_ASSIGNMENT A_
Output the stretch of the passage on the Palestinian economy from "High poverty and" through "lowest since 2012.", copied word for word.
_ASSIGNMENT B_
Answer these questions from the passage on the Palestinian economy:
(i) How many confirmed coronavirus deaths did the West Bank and Gaza have as of Tuesday?
(ii) What share of GDP was donor budget support in 2019?
(iii) What share of Gaza's population depends on international assistance?

_SOURCE DOCUMENT_
___
As of Tuesday, the West Bank and Gaza had 27,363 coronavirus cases, with 190 confirmed deaths, according to the Johns Hopkins University in the US.

Kozul-Wright said the economic situation had worsened due to the international community’s failure to execute the promise of a two-state solution that had been agreed to back in 1974.

“So, we’re talking almost 50 years in which we’ve been struggling for a two-state solution. And I think it’s fair to say that we are further behind in reaching that solution than we’ve ever been,” he said.

High poverty and unemployment rates had persisted, and GDP per capita declined for the third consecutive year as the Palestinian economy continued to slide in 2019 and the first half of 2020, the report said.

The fiscal situation weighed heavily on the economy and constrained GDP growth, even as the impact of the financial loss to occupation has been compounded by the substantial decline in donor support to the Palestinian government.

Donor budget support fell from a high 32 per cent of GDP in 2008 to 3.5 per cent in 2019.

The growth in 2018, even before COVID-19, for the occupied Palestinian territory was less than 1 per cent. It was 0.9 percentage points in the West Bank and 1.5 per cent in Gaza — the lowest since 2012.

The depression-level unemployment rate increased from 31 per cent in 2018 to 33 per cent in 2019, while the poverty level rose from 25.8 per cent to 29.2 per cent between 2011 and 2017 and has since worsened.

In Gaza, 80 per cent of the population depends on unstable international assistance, lacking food security, hygiene resources, health care, electricity and safe drinking water.
___
_DATASET CONTENT_
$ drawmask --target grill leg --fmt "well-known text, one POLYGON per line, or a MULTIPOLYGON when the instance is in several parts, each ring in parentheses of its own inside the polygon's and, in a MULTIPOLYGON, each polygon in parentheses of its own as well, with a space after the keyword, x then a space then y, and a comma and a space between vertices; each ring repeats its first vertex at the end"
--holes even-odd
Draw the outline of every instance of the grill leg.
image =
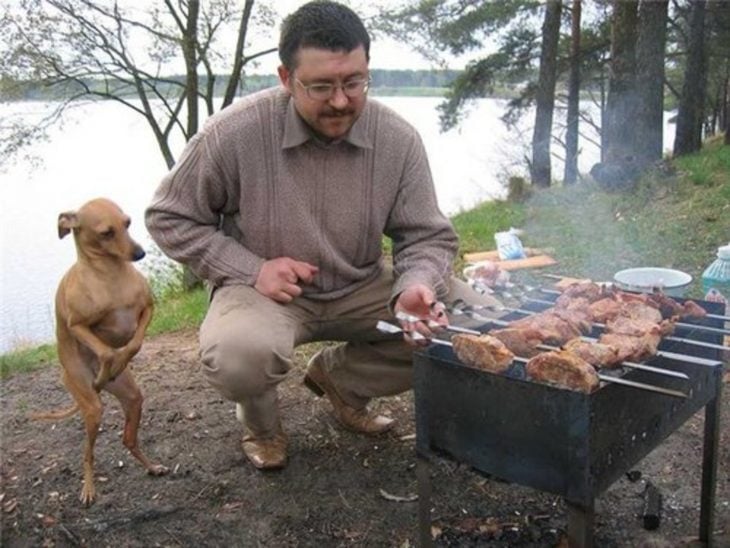
POLYGON ((717 483, 717 448, 720 436, 720 400, 722 380, 717 383, 717 396, 705 406, 705 437, 702 450, 702 495, 700 502, 700 541, 712 546, 715 524, 715 485, 717 483))
POLYGON ((568 506, 568 546, 593 548, 593 500, 587 506, 565 501, 568 506))
POLYGON ((418 478, 418 545, 431 548, 431 475, 428 459, 418 455, 416 477, 418 478))

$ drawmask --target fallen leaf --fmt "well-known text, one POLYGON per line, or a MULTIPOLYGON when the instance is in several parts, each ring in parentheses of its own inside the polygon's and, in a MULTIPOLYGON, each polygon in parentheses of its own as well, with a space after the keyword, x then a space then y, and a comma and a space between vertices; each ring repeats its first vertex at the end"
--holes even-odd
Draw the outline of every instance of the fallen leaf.
POLYGON ((391 495, 384 489, 380 489, 380 496, 383 497, 385 500, 390 500, 393 502, 414 502, 418 500, 418 495, 406 495, 404 497, 401 497, 399 495, 391 495))
POLYGON ((58 520, 53 516, 41 516, 41 523, 43 524, 43 527, 53 527, 57 522, 58 520))

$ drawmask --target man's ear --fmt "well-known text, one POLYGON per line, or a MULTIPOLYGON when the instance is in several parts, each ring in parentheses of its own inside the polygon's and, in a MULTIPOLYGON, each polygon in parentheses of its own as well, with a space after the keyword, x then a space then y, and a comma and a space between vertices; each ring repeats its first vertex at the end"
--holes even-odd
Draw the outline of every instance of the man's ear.
POLYGON ((58 215, 58 237, 63 238, 72 229, 79 226, 79 218, 75 211, 66 211, 58 215))
POLYGON ((284 86, 286 89, 289 90, 289 93, 292 92, 291 89, 291 73, 289 72, 289 69, 286 68, 284 65, 279 65, 276 71, 279 73, 279 81, 281 82, 281 85, 284 86))

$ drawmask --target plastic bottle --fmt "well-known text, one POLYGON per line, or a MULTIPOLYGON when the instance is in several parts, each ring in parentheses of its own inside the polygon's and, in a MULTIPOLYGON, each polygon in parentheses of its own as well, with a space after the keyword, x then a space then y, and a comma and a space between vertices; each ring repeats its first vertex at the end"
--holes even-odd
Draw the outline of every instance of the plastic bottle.
POLYGON ((706 301, 725 303, 730 314, 730 243, 718 248, 717 259, 702 273, 702 290, 706 301))

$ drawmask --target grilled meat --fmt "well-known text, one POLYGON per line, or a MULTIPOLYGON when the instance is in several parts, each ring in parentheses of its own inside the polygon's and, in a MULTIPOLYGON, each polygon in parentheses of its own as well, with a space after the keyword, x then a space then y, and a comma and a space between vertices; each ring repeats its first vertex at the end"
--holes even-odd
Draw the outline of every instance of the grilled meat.
POLYGON ((620 361, 641 362, 657 353, 661 335, 659 330, 644 333, 640 336, 622 335, 619 333, 603 333, 598 342, 613 347, 620 361))
POLYGON ((466 365, 492 373, 504 373, 515 355, 491 335, 458 334, 451 338, 454 352, 466 365))
POLYGON ((577 392, 590 393, 598 387, 598 373, 585 360, 564 350, 543 352, 525 366, 527 378, 577 392))

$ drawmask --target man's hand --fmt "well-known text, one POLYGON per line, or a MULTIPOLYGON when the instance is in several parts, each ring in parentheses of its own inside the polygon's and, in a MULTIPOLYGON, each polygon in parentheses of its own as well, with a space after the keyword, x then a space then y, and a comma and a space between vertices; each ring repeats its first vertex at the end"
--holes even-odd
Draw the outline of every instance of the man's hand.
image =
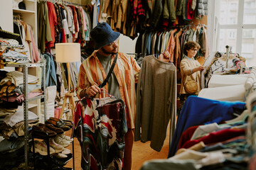
POLYGON ((94 96, 97 94, 100 94, 100 89, 96 84, 91 86, 90 87, 87 88, 85 91, 86 94, 89 95, 90 96, 94 96))
POLYGON ((204 69, 205 69, 204 66, 199 66, 198 67, 198 70, 200 71, 200 72, 203 71, 204 69))
POLYGON ((159 56, 159 60, 161 62, 169 62, 170 61, 170 59, 171 55, 168 51, 164 52, 164 53, 161 54, 159 56))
___
_WRITTEN SOLUTION A_
High poverty and unemployment rates had persisted, and GDP per capita declined for the third consecutive year as the Palestinian economy continued to slide in 2019 and the first half of 2020, the report said.

The fiscal situation weighed heavily on the economy and constrained GDP growth, even as the impact of the financial loss to occupation has been compounded by the substantial decline in donor support to the Palestinian government.

Donor budget support fell from a high 32 per cent of GDP in 2008 to 3.5 per cent in 2019.

The growth in 2018, even before COVID-19, for the occupied Palestinian territory was less than 1 per cent. It was 0.9 percentage points in the West Bank and 1.5 per cent in Gaza — the lowest since 2012.

_WRITTEN SOLUTION B_
(i) 190
(ii) 3.5 percent
(iii) 80 percent